**Your assignment**
Wherever the string "positive" appears in the records, return the line that holds it.

**Data provided**
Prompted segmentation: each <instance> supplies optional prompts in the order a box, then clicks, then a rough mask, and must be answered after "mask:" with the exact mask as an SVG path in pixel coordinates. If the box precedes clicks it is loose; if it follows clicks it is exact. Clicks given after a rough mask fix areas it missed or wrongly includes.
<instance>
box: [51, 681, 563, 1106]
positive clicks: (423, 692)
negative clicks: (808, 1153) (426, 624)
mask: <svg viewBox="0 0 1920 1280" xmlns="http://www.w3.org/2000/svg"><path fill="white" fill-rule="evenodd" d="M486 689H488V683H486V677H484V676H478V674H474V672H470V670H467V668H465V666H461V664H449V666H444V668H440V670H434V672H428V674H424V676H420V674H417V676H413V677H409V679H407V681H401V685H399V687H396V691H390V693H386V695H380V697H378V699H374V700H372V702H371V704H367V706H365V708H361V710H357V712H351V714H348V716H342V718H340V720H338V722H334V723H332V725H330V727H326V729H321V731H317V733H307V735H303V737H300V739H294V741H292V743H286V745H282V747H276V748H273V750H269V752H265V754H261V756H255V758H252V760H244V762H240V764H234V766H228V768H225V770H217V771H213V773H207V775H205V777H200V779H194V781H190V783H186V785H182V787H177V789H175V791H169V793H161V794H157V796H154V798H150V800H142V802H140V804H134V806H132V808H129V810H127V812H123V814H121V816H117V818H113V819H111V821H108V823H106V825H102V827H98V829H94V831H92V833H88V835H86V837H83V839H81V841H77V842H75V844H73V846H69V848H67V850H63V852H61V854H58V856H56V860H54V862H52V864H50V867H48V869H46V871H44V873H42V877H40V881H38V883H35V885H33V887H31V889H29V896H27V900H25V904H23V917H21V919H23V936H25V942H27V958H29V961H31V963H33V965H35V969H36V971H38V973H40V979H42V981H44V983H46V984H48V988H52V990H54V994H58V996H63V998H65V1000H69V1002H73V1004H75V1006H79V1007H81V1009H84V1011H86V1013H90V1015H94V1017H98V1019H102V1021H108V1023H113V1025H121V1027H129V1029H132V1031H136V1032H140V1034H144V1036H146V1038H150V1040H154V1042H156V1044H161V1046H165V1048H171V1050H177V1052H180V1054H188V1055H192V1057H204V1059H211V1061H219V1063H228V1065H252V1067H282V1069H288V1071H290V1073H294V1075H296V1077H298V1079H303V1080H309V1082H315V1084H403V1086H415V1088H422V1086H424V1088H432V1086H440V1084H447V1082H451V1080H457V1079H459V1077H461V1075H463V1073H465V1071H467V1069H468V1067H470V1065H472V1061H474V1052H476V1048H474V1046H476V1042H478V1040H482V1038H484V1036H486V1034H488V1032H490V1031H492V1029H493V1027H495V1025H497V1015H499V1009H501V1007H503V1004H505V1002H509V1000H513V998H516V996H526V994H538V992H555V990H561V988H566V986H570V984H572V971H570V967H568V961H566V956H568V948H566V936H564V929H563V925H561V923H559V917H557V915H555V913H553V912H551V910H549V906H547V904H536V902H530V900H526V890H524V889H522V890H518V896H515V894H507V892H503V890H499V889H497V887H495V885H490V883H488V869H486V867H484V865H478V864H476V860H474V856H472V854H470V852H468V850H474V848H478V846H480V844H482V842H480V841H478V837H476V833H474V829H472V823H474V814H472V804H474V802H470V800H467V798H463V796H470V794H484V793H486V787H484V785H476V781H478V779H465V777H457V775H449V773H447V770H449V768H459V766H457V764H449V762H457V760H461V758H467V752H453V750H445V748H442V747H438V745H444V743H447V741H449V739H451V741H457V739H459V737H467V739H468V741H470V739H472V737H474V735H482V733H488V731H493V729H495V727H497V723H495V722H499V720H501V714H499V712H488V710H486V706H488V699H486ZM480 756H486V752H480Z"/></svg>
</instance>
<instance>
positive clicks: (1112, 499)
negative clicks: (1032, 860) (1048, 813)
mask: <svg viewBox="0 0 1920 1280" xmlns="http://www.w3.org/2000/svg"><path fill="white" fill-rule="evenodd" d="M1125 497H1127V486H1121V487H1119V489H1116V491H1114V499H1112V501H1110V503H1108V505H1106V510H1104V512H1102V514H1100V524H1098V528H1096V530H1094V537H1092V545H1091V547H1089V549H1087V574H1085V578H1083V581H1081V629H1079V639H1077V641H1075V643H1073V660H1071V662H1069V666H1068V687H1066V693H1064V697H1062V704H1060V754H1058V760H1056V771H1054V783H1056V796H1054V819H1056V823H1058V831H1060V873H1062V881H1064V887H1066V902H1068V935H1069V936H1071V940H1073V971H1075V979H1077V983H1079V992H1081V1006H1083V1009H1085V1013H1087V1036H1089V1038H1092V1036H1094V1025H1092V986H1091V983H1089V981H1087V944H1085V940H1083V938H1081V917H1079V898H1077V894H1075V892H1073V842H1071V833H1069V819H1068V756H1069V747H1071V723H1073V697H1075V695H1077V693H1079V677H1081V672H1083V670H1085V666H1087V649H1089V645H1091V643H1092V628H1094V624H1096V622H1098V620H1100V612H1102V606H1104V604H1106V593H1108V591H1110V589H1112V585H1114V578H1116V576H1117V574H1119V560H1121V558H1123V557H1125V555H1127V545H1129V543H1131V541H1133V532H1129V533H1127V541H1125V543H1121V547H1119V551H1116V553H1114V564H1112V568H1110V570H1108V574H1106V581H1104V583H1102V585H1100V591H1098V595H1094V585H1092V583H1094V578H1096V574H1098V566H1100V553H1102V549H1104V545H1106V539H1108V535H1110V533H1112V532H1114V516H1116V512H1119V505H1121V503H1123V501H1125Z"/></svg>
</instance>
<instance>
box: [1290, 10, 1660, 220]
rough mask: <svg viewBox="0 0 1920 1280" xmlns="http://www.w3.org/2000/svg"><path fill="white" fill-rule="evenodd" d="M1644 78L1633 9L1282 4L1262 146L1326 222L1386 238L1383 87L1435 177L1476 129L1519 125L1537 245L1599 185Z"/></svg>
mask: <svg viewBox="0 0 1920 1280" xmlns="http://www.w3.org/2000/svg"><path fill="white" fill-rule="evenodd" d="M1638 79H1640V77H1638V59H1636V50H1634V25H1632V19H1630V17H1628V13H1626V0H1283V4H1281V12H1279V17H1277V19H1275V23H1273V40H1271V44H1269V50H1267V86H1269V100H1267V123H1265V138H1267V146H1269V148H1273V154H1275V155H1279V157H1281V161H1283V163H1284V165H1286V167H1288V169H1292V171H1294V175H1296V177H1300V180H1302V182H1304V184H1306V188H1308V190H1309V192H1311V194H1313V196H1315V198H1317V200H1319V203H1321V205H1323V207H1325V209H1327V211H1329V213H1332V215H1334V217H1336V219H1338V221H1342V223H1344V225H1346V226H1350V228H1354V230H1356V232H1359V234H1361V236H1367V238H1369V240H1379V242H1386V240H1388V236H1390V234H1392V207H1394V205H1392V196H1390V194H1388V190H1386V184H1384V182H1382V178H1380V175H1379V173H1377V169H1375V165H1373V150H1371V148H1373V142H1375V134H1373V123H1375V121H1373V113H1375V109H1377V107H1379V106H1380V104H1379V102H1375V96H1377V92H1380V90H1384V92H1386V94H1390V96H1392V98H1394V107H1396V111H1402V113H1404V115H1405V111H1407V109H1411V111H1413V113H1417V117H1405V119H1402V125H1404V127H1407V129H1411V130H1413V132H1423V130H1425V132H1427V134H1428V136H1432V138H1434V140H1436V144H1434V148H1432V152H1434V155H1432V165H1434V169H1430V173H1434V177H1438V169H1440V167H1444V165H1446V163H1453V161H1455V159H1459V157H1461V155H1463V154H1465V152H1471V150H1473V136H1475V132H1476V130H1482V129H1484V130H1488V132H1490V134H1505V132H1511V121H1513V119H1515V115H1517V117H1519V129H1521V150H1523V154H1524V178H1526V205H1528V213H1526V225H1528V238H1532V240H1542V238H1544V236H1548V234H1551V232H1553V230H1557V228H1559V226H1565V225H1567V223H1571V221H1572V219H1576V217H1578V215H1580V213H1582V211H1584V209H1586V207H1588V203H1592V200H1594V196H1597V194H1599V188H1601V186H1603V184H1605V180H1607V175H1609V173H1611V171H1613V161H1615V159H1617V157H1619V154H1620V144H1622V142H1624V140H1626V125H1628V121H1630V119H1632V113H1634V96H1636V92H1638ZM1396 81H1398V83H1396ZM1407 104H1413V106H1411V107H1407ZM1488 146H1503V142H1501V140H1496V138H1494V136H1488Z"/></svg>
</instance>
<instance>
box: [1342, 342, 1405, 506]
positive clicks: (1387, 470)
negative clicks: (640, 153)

**Completed task**
positive clicks: (423, 692)
positive clicks: (1112, 499)
positive clicks: (1387, 470)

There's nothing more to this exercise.